⟨

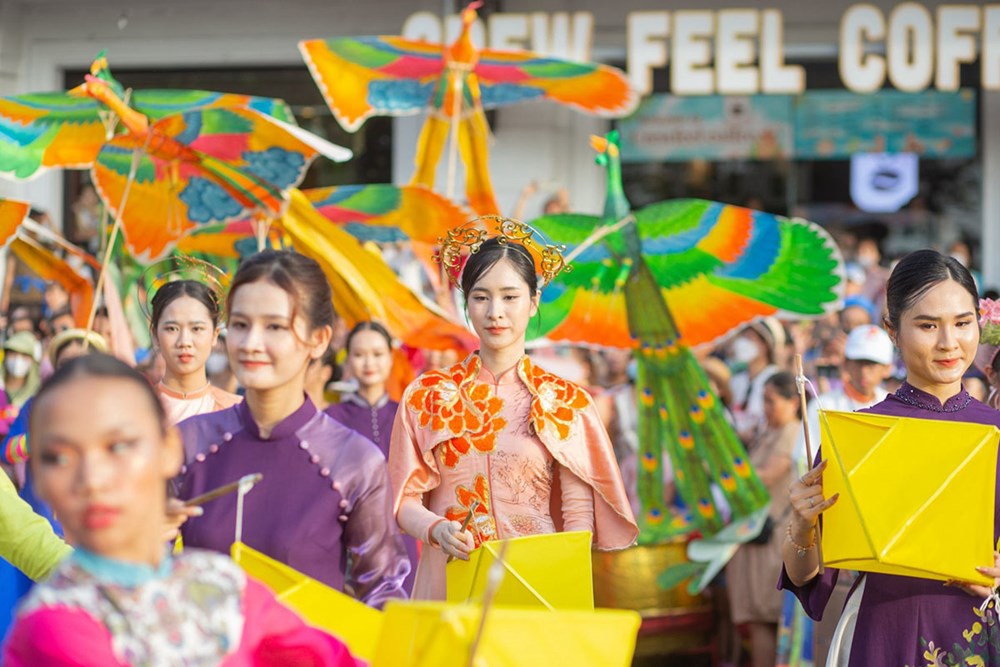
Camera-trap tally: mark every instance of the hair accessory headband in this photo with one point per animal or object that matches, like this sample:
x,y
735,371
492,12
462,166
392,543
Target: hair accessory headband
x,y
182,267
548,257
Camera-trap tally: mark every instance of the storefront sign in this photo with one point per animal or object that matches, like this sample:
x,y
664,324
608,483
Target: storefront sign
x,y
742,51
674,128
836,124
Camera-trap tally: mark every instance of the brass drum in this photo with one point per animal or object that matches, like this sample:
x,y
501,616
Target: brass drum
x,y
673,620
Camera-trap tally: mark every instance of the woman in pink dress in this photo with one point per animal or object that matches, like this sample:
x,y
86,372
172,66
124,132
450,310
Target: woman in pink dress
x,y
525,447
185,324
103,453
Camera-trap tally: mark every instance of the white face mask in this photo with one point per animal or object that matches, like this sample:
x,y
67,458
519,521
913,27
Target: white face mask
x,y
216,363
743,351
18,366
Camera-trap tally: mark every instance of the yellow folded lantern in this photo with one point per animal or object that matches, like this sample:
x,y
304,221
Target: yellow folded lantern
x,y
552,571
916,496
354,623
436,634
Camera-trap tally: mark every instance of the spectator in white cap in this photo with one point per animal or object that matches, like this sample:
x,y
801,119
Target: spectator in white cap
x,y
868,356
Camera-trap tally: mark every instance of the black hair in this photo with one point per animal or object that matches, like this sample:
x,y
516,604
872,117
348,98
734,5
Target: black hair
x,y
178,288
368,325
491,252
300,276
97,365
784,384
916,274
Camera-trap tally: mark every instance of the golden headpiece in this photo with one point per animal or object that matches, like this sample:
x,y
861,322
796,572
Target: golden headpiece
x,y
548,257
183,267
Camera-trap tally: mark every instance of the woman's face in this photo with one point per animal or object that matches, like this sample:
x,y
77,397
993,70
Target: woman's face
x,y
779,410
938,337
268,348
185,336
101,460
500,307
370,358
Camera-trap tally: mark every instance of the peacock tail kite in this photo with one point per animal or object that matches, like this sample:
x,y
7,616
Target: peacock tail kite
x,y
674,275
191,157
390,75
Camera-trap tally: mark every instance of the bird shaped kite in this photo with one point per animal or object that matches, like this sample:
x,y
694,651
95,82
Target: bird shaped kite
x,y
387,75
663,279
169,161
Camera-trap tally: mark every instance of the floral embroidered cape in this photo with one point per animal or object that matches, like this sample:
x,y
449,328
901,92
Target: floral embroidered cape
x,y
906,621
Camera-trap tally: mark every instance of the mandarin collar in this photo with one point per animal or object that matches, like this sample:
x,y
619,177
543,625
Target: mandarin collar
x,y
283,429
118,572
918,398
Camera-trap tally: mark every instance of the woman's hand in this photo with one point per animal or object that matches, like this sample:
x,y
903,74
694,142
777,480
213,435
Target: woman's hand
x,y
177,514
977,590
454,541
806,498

⟩

REQUIREMENTS:
Revise the entries from the line containing "Camera-trap tally: mark every instance of the woman's hand" through the end of the entries, changing "woman's hand" to "person's hand" and leaving all else as it stands.

FINAL ANSWER:
Camera-trap tally: mark every instance of the person's hand in this photo with one point per animal or object that matches, like this sample:
x,y
903,74
694,142
777,480
213,435
Target: person's hand
x,y
177,514
977,590
454,541
806,498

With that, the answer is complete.